*Exercise aim*
Format every line of the rows below as a Markdown table with two columns, No. and Line. Number each line in order and leave out the blank lines.

-- Start of Dataset records --

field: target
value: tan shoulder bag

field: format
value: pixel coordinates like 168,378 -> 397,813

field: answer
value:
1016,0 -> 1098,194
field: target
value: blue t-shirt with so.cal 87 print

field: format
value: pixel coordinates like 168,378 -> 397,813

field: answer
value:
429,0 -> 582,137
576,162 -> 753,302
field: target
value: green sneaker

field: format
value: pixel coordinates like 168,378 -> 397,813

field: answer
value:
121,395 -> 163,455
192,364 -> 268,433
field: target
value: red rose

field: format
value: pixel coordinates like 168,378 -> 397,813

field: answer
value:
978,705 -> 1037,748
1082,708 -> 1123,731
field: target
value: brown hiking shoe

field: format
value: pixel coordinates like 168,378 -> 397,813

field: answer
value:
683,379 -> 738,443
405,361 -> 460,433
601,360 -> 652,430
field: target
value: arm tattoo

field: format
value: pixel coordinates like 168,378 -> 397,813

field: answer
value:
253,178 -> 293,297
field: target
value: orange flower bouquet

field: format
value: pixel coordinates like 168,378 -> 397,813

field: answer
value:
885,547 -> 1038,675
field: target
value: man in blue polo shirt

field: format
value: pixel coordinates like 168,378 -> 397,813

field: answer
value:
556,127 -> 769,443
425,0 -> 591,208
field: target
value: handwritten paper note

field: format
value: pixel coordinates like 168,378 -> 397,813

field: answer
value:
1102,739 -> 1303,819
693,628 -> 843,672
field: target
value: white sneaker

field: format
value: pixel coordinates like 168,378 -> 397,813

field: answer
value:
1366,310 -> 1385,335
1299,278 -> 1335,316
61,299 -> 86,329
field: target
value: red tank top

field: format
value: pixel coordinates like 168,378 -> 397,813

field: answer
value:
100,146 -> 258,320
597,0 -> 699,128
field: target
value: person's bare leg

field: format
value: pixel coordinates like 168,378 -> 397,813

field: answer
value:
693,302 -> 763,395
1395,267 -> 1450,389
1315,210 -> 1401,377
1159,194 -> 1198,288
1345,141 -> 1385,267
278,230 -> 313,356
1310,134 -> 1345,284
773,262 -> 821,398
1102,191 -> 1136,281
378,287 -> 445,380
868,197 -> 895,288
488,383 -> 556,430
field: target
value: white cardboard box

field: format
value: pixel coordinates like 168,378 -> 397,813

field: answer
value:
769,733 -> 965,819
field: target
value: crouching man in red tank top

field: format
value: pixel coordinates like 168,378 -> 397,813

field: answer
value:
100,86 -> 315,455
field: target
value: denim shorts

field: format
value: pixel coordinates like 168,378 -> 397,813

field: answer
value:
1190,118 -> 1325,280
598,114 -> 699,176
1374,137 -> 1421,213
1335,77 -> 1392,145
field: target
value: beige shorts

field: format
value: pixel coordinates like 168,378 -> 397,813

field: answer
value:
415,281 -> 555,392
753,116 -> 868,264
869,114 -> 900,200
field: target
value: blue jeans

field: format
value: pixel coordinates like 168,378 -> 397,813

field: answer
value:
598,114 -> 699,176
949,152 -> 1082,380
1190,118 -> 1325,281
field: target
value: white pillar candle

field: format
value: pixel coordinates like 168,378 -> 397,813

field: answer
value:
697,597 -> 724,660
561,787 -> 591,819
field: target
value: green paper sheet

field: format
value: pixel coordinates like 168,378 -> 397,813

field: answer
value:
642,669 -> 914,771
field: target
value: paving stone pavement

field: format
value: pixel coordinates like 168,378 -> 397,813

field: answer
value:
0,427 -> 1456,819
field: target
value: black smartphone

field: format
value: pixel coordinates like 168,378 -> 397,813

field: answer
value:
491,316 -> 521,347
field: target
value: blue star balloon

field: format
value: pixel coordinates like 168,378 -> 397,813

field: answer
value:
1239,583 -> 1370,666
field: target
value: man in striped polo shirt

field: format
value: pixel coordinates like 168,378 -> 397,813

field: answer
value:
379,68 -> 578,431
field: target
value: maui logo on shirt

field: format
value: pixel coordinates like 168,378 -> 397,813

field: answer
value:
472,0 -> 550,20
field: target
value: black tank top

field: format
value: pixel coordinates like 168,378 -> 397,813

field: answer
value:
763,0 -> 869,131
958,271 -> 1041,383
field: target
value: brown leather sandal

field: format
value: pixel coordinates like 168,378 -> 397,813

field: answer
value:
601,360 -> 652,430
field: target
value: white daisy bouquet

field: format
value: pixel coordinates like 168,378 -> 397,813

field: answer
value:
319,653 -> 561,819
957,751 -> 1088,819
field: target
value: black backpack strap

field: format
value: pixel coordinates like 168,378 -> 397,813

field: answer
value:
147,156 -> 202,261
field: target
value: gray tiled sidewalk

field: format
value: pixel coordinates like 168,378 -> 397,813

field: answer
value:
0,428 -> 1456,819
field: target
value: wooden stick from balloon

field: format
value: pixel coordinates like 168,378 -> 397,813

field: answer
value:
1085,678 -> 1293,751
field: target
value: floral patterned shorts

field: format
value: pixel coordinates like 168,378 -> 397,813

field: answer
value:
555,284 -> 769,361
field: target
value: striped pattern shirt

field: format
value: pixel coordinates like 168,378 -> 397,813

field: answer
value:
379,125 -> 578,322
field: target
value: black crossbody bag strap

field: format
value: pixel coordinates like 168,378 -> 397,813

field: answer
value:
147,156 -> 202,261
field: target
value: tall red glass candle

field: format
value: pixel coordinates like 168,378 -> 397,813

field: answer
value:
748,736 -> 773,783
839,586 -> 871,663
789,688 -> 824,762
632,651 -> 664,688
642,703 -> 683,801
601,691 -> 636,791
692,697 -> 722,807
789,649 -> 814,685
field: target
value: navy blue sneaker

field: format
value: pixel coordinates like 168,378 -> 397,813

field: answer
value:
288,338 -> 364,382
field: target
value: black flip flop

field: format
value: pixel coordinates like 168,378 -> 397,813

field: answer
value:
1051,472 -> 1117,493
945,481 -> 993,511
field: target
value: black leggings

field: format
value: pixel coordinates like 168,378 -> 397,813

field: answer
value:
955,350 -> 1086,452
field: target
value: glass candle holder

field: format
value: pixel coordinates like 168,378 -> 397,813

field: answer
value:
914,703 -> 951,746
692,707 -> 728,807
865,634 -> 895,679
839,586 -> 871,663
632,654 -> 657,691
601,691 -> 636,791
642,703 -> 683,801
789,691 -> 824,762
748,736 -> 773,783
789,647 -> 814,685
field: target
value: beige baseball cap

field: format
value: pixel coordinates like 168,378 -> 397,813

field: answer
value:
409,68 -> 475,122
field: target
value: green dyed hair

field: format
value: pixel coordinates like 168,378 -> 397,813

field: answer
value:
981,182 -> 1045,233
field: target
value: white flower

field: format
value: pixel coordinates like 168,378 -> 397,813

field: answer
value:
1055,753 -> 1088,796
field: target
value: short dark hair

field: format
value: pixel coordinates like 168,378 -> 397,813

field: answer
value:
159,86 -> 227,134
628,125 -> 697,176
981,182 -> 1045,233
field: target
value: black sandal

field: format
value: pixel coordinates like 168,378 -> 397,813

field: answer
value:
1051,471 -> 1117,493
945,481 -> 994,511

-- End of Dataset records --

*In response*
| No. | Line |
|---|---|
| 1 | field: target |
| 2 | value: tan shoulder bag |
| 3 | field: format |
| 4 | value: pixel coordinates like 168,378 -> 397,813 |
| 5 | field: answer |
| 6 | value: |
| 7 | 1016,0 -> 1098,194 |
| 8 | field: target |
| 9 | value: blue t-shirt with so.cal 87 print |
| 10 | field: format |
| 11 | value: pixel coordinates like 168,378 -> 397,813 |
| 12 | field: answer |
| 13 | value: |
| 14 | 429,0 -> 582,137 |
| 15 | 576,162 -> 753,302 |
| 16 | field: target |
| 17 | value: green sneaker |
| 18 | field: format |
| 19 | value: pixel coordinates like 168,378 -> 397,813 |
| 20 | field: answer |
| 21 | value: |
| 22 | 121,395 -> 163,455 |
| 23 | 192,364 -> 268,433 |
| 24 | field: target |
| 25 | value: red rose |
| 26 | field: format |
| 27 | value: pixel coordinates like 168,378 -> 397,813 |
| 28 | field: answer |
| 29 | value: |
| 30 | 978,705 -> 1037,748 |
| 31 | 1082,708 -> 1123,731 |
| 32 | field: target |
| 33 | value: brown hiking shoe |
| 34 | field: format |
| 35 | value: pixel coordinates like 168,378 -> 397,813 |
| 36 | field: answer |
| 37 | value: |
| 38 | 683,379 -> 738,443 |
| 39 | 405,361 -> 460,433 |
| 40 | 601,360 -> 652,430 |
| 41 | field: target |
| 42 | value: arm tattoo |
| 43 | field: format |
| 44 | value: pixel coordinates like 168,378 -> 397,813 |
| 45 | field: answer |
| 46 | value: |
| 47 | 253,178 -> 293,297 |
| 48 | field: target |
| 49 | value: orange flower bouquet |
| 50 | field: format |
| 51 | value: pixel coordinates like 168,378 -> 397,813 |
| 52 | field: answer |
| 53 | value: |
| 54 | 885,547 -> 1038,675 |
| 55 | field: target |
| 56 | value: man in blue polo shirt |
| 57 | field: format |
| 58 | value: pixel coordinates like 168,378 -> 397,813 |
| 59 | field: answer |
| 60 | value: |
| 61 | 556,127 -> 769,443 |
| 62 | 425,0 -> 591,208 |
| 63 | field: target |
| 64 | value: handwritten paper note |
| 65 | field: format |
| 66 | value: pixel coordinates like 168,378 -> 397,813 |
| 67 | field: answer |
| 68 | value: |
| 69 | 1102,739 -> 1303,819 |
| 70 | 693,628 -> 843,672 |
| 71 | field: target |
| 72 | value: white sneaker |
| 73 | field: format |
| 74 | value: pixel coordinates like 168,378 -> 397,813 |
| 75 | field: answer |
| 76 | value: |
| 77 | 1366,310 -> 1385,335 |
| 78 | 1299,278 -> 1335,316 |
| 79 | 61,299 -> 86,329 |
| 80 | field: target |
| 81 | value: red tank top |
| 82 | field: format |
| 83 | value: pixel coordinates like 168,378 -> 397,813 |
| 84 | field: answer |
| 85 | value: |
| 86 | 100,146 -> 258,320 |
| 87 | 597,0 -> 699,128 |
| 88 | field: target |
| 89 | value: person's bare leg |
| 90 | field: format |
| 91 | value: pixel coordinates like 168,378 -> 397,813 |
| 92 | field: answer |
| 93 | value: |
| 94 | 693,302 -> 763,395 |
| 95 | 1395,267 -> 1450,389 |
| 96 | 1315,210 -> 1401,377 |
| 97 | 1159,194 -> 1198,288 |
| 98 | 1345,141 -> 1385,267 |
| 99 | 278,230 -> 313,356 |
| 100 | 1310,134 -> 1345,284 |
| 101 | 773,262 -> 821,398 |
| 102 | 1102,191 -> 1136,281 |
| 103 | 378,287 -> 445,380 |
| 104 | 868,197 -> 895,288 |
| 105 | 488,383 -> 556,430 |
| 106 | field: target |
| 107 | value: white cardboard box |
| 108 | field: format |
| 109 | value: pixel coordinates like 168,378 -> 397,813 |
| 110 | field: answer |
| 111 | value: |
| 112 | 769,733 -> 965,819 |
| 113 | field: target |
| 114 | value: crouching man in red tank top |
| 115 | field: format |
| 116 | value: pixel coordinates like 168,378 -> 397,813 |
| 117 | field: answer |
| 118 | value: |
| 119 | 100,86 -> 315,455 |
| 120 | field: target |
| 121 | value: denim shorts |
| 122 | field: format |
| 123 | value: pixel coordinates like 168,378 -> 397,813 |
| 124 | field: answer |
| 125 | value: |
| 126 | 1190,118 -> 1325,280 |
| 127 | 598,114 -> 699,176 |
| 128 | 1374,137 -> 1421,213 |
| 129 | 1335,77 -> 1392,145 |
| 130 | field: target |
| 131 | value: beige shorts |
| 132 | field: format |
| 133 | value: pixel coordinates like 168,378 -> 397,813 |
| 134 | field: answer |
| 135 | value: |
| 136 | 415,281 -> 555,392 |
| 137 | 753,116 -> 868,264 |
| 138 | 869,114 -> 900,200 |
| 139 | field: target |
| 140 | value: blue jeans |
| 141 | field: format |
| 142 | value: pixel coordinates like 168,378 -> 397,813 |
| 143 | field: answer |
| 144 | value: |
| 145 | 598,114 -> 699,176 |
| 146 | 949,152 -> 1082,380 |
| 147 | 1190,118 -> 1325,281 |
| 148 | field: target |
| 149 | value: white pillar candle |
| 150 | field: format |
| 151 | value: pixel coordinates like 168,378 -> 397,813 |
| 152 | field: answer |
| 153 | value: |
| 154 | 697,597 -> 724,660 |
| 155 | 561,787 -> 591,819 |
| 156 | field: target |
| 157 | value: green paper sheet |
| 158 | field: format |
| 159 | value: pixel coordinates like 168,378 -> 397,813 |
| 160 | field: answer |
| 161 | value: |
| 162 | 642,669 -> 914,771 |
| 163 | field: target |
| 164 | value: paving stone pavement |
| 165 | field: format |
| 166 | value: pixel coordinates like 168,378 -> 397,813 |
| 167 | field: answer |
| 168 | value: |
| 169 | 0,427 -> 1456,819 |
| 170 | field: target |
| 171 | value: black smartphone |
| 172 | field: format |
| 173 | value: pixel coordinates like 168,378 -> 397,813 |
| 174 | field: answer |
| 175 | value: |
| 176 | 491,316 -> 521,347 |
| 177 | field: target |
| 178 | value: blue star balloon |
| 179 | field: format |
| 180 | value: pixel coordinates like 168,378 -> 397,813 |
| 181 | field: answer |
| 182 | value: |
| 183 | 1239,583 -> 1370,666 |
| 184 | field: target |
| 185 | value: man in striped polo shirt |
| 186 | field: format |
| 187 | value: pixel coordinates like 168,378 -> 397,813 |
| 188 | field: answer |
| 189 | value: |
| 190 | 379,68 -> 578,431 |
| 191 | field: target |
| 192 | value: maui logo on shirt |
| 193 | field: format |
| 194 | value: pixel coordinates like 168,378 -> 397,813 |
| 195 | field: answer |
| 196 | value: |
| 197 | 472,0 -> 550,20 |
| 198 | field: target |
| 199 | value: black tank top |
| 200 | field: format |
| 201 | value: pixel coordinates like 168,378 -> 397,813 |
| 202 | field: answer |
| 203 | value: |
| 204 | 763,0 -> 869,131 |
| 205 | 958,271 -> 1041,383 |
| 206 | field: target |
| 207 | value: brown leather sandal |
| 208 | field: format |
| 209 | value: pixel coordinates like 168,378 -> 397,813 |
| 210 | field: answer |
| 211 | value: |
| 212 | 601,360 -> 652,430 |
| 213 | field: target |
| 214 | value: white daisy bouquet |
| 215 | field: format |
| 216 | value: pixel coordinates like 168,378 -> 397,813 |
| 217 | field: answer |
| 218 | value: |
| 219 | 319,653 -> 561,819 |
| 220 | 957,751 -> 1088,819 |
| 221 | field: target |
| 222 | value: black backpack strap |
| 223 | field: format |
| 224 | value: pixel coordinates like 168,378 -> 397,813 |
| 225 | field: answer |
| 226 | value: |
| 227 | 147,156 -> 202,261 |
| 228 | field: target |
| 229 | value: gray tiled sidewalk |
| 230 | field: format |
| 231 | value: pixel coordinates like 168,378 -> 397,813 |
| 232 | field: answer |
| 233 | value: |
| 234 | 0,428 -> 1456,819 |
| 235 | field: target |
| 236 | value: wooden stick from balloon |
| 237 | field: format |
| 238 | value: pixel coordinates like 168,378 -> 397,813 |
| 239 | field: answer |
| 240 | value: |
| 241 | 1085,678 -> 1293,751 |
| 242 | field: target |
| 243 | value: floral patterned shorts |
| 244 | field: format |
| 245 | value: pixel coordinates like 168,378 -> 397,813 |
| 246 | field: answer |
| 247 | value: |
| 248 | 555,284 -> 769,361 |
| 249 | field: target |
| 250 | value: striped pattern shirt |
| 251 | field: format |
| 252 | value: pixel coordinates like 168,378 -> 397,813 |
| 253 | field: answer |
| 254 | value: |
| 255 | 379,125 -> 578,322 |
| 256 | field: target |
| 257 | value: black crossbody bag strap |
| 258 | field: format |
| 259 | value: pixel coordinates like 168,378 -> 397,813 |
| 260 | field: answer |
| 261 | value: |
| 262 | 147,156 -> 202,261 |
| 263 | field: target |
| 264 | value: tall red glass candle |
| 265 | field: format |
| 266 | value: pixel coordinates like 168,378 -> 397,813 |
| 267 | field: answer |
| 268 | value: |
| 269 | 748,736 -> 773,783 |
| 270 | 839,586 -> 871,663 |
| 271 | 789,688 -> 824,762 |
| 272 | 632,651 -> 664,688 |
| 273 | 642,703 -> 683,801 |
| 274 | 601,691 -> 636,791 |
| 275 | 692,697 -> 722,807 |
| 276 | 789,649 -> 814,685 |
| 277 | field: target |
| 278 | value: navy blue sneaker |
| 279 | field: format |
| 280 | value: pixel coordinates like 168,378 -> 397,813 |
| 281 | field: answer |
| 282 | value: |
| 283 | 288,338 -> 364,382 |
| 284 | field: target |
| 285 | value: black flip flop |
| 286 | field: format |
| 287 | value: pixel coordinates like 168,378 -> 397,813 |
| 288 | field: answer |
| 289 | value: |
| 290 | 1051,472 -> 1117,493 |
| 291 | 945,481 -> 993,511 |
| 292 | field: target |
| 293 | value: black leggings |
| 294 | field: format |
| 295 | value: pixel coordinates like 168,378 -> 397,813 |
| 296 | field: answer |
| 297 | value: |
| 298 | 955,350 -> 1086,452 |
| 299 | field: target |
| 300 | value: glass candle holder |
| 301 | field: format |
| 302 | value: pixel coordinates like 168,378 -> 397,813 |
| 303 | field: answer |
| 304 | value: |
| 305 | 914,703 -> 951,746 |
| 306 | 692,707 -> 728,807 |
| 307 | 865,634 -> 895,679 |
| 308 | 839,586 -> 871,663 |
| 309 | 632,654 -> 657,691 |
| 310 | 601,691 -> 636,791 |
| 311 | 642,703 -> 683,801 |
| 312 | 789,691 -> 824,762 |
| 313 | 748,736 -> 773,783 |
| 314 | 789,647 -> 814,685 |
| 315 | field: target |
| 316 | value: beige baseball cap |
| 317 | field: format |
| 318 | value: pixel coordinates like 168,378 -> 397,813 |
| 319 | field: answer |
| 320 | value: |
| 321 | 409,68 -> 475,122 |
| 322 | field: target |
| 323 | value: green dyed hair |
| 324 | field: format |
| 325 | value: pixel coordinates like 168,378 -> 397,813 |
| 326 | field: answer |
| 327 | value: |
| 328 | 981,182 -> 1045,233 |
| 329 | field: target |
| 330 | value: white flower |
| 331 | field: format |
| 332 | value: pixel coordinates like 168,378 -> 397,813 |
| 333 | field: answer |
| 334 | value: |
| 335 | 1055,753 -> 1088,796 |
| 336 | field: target |
| 337 | value: short dark hair |
| 338 | field: format |
| 339 | value: pixel coordinates like 168,378 -> 397,813 |
| 340 | field: answer |
| 341 | value: |
| 342 | 159,86 -> 227,134 |
| 343 | 628,125 -> 697,176 |
| 344 | 981,182 -> 1045,233 |
| 345 | field: target |
| 346 | value: black sandal |
| 347 | field: format |
| 348 | value: pixel coordinates like 168,378 -> 397,813 |
| 349 | field: answer |
| 350 | value: |
| 351 | 1051,471 -> 1117,493 |
| 352 | 945,481 -> 994,511 |